TASK INSTRUCTIONS: Wherever the word "roof" occurs in the lines below, copy the whole line.

DATA FOR THIS TASK:

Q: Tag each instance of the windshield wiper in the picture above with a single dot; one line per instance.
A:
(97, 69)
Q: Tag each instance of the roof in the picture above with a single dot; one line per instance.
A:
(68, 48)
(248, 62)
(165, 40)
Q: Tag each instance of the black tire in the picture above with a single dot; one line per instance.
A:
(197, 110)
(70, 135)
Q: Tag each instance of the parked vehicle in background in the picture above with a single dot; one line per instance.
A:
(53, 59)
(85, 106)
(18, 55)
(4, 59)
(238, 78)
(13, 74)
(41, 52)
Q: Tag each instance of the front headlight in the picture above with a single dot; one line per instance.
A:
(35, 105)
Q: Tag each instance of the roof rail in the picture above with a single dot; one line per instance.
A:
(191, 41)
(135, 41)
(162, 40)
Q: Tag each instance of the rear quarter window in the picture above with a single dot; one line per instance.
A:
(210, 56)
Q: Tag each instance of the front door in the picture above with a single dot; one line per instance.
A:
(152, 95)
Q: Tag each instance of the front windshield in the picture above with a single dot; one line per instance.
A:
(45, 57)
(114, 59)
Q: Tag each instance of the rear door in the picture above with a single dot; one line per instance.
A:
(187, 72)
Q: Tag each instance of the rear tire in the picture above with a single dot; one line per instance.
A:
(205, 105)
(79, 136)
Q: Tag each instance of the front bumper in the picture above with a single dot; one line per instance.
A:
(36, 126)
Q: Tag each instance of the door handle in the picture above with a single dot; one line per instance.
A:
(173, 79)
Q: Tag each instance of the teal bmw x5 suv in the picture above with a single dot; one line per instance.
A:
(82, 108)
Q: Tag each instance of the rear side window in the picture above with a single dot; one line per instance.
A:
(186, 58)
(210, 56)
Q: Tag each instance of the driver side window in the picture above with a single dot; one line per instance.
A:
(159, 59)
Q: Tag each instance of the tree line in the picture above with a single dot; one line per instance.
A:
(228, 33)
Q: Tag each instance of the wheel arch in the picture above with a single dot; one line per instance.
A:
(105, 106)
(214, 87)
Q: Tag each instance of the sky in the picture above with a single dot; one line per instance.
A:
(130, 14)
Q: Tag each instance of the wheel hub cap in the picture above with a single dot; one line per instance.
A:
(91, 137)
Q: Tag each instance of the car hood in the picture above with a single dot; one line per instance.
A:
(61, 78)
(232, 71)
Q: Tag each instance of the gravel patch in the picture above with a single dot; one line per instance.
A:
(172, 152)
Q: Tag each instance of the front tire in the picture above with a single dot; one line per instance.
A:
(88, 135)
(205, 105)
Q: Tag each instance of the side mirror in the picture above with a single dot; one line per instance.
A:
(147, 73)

* * *

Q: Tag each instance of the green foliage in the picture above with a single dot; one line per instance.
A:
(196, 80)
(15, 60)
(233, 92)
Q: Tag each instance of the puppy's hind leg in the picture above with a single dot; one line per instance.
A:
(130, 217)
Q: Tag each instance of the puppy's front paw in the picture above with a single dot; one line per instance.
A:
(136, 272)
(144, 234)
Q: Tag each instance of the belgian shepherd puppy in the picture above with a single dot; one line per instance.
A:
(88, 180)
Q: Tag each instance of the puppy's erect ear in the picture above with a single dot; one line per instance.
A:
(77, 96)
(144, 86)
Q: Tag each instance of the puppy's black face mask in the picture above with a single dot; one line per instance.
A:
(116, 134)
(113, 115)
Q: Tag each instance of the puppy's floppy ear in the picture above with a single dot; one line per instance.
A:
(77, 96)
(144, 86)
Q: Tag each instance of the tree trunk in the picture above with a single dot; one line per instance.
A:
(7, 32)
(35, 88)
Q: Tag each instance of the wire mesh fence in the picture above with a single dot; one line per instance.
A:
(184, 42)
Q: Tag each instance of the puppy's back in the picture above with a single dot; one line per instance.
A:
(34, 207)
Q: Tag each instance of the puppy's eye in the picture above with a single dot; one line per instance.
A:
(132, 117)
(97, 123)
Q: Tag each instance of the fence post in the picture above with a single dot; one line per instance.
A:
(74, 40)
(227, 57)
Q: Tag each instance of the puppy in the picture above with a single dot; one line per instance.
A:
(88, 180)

EXERCISE ANSWER:
Q: Tag each instance of the roof in the picture above with a single dot; one line per instance.
Q: Tag each instance of the roof rail in the picture above with a single dot; one line per instance.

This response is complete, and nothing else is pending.